■ 課題:
A - 認知心理学の講演会についての抜粋から、「講演1 「犯罪捜査の認知心理学」越智啓太(法政大学教授)」を含む語句で書き始め、「れらを受けてフロアーからも熱心な質問が相次ぎ、活発な議論がなされました。」を写し終えたところで止めて、その範囲を一字一句そのまま書き写してください。
B - 認知心理学の講演会についての抜粋によると、第二部の公開参加型ゼミで掲げられたテーマは何ですか。
C - 認知心理学の講演会についての抜粋で、第一部講演会に並んでいる講演の題目をすべて挙げてください。

第一部講演会「認知心理学の新展開」では、各分野から3人の著名な研究者に話
題提供をして頂きました。
講演1 「犯罪捜査の認知心理学」越智啓太(法政大学教授)
講演2 「防災の認知心理学」邑本俊亮(東北大学教授)
講演3 「発達プロセスの認知脳科学的解明」 乾敏郎(京都大学教授)
はじめの二つの講演は犯罪捜査や、防災の現場に認知心理学がどのように生か
されているのか、また活用されようとしているのかを中心に話されたものであ
り、認知心理学の応用可能性や有用性について、強く、かつわかりやすく紹介する
ものでした。最後の講演は、発達障害を中心に認知心理学が脳科学と密接な連携
を取ることによって、新たな展開を示す研究の最前線を報告したものでした。こ
れらを受けてフロアーからも熱心な質問が相次ぎ、活発な議論がなされました。
第二部の公開参加型ゼミでは、「社会に貢献する認知心理学」をテーマに4つの
話題提供が行われました。ゼミ1,2とゼミ3,4は別の部屋で並行して行わ
れ、比較的少人数の大学のゼミの体験型授業のような形式でした。
ゼミ1 「お客様の『心』をつかむ商品開発」熊田孝恒(京都大学教授)

■ 位置アノテーションデータセット抜粋:
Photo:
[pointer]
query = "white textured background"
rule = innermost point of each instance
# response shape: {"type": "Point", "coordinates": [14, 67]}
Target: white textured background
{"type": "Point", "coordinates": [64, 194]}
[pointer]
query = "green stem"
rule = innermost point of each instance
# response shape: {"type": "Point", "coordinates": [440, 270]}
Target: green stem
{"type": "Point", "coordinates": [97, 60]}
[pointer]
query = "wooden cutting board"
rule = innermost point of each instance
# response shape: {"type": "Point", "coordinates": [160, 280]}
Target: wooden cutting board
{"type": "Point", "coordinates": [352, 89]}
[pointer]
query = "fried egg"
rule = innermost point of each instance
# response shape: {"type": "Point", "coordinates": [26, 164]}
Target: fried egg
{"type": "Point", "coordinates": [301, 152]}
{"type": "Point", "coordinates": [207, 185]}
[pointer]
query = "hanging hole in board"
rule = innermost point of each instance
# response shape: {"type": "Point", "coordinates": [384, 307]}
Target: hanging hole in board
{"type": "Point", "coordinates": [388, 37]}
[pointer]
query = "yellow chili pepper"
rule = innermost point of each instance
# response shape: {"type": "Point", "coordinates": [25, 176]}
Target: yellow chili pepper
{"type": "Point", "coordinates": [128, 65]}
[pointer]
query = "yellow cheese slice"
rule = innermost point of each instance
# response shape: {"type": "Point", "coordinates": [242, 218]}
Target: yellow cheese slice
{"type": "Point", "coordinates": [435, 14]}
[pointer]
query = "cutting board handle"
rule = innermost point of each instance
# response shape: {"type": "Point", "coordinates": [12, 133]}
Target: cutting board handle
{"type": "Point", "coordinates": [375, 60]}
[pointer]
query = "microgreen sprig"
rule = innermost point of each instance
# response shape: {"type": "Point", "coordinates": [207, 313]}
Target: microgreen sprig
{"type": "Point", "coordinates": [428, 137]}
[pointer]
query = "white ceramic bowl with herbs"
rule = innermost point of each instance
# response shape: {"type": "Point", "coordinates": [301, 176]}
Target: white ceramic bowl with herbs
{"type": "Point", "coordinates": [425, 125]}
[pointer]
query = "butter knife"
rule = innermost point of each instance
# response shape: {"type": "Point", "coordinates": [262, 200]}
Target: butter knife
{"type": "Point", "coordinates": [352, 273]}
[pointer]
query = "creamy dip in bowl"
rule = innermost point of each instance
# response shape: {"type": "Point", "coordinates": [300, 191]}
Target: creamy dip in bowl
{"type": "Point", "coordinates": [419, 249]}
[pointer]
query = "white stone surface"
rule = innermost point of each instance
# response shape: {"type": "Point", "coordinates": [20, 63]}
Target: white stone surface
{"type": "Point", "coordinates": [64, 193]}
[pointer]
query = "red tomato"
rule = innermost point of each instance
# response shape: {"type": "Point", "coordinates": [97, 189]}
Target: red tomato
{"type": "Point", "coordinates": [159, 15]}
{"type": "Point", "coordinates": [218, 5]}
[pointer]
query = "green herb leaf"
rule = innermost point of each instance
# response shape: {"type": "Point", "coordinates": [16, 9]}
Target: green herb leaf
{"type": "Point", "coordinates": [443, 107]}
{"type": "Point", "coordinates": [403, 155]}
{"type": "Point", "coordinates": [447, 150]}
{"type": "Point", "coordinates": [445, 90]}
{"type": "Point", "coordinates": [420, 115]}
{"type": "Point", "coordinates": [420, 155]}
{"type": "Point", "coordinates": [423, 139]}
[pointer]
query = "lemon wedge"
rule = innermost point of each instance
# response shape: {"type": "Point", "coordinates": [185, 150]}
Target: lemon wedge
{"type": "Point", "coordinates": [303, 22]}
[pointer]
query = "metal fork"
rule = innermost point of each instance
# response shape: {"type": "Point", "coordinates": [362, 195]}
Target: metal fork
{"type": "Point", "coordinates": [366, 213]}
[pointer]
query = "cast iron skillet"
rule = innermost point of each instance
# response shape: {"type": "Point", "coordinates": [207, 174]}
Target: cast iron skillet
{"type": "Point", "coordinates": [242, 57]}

■ 正解:
A -
講演1 「犯罪捜査の認知心理学」越智啓太(法政大学教授)
講演2 「防災の認知心理学」邑本俊亮(東北大学教授)
講演3 「発達プロセスの認知脳科学的解明」 乾敏郎(京都大学教授)
はじめの二つの講演は犯罪捜査や、防災の現場に認知心理学がどのように生か
されているのか、また活用されようとしているのかを中心に話されたものであ
り、認知心理学の応用可能性や有用性について、強く、かつわかりやすく紹介する
ものでした。最後の講演は、発達障害を中心に認知心理学が脳科学と密接な連携
を取ることによって、新たな展開を示す研究の最前線を報告したものでした。こ
れらを受けてフロアーからも熱心な質問が相次ぎ、活発な議論がなされました。

B - 「社会に貢献する認知心理学」です。

C - 「犯罪捜査の認知心理学」、「防災の認知心理学」、「発達プロセスの認知脳科学的解明」の三つです。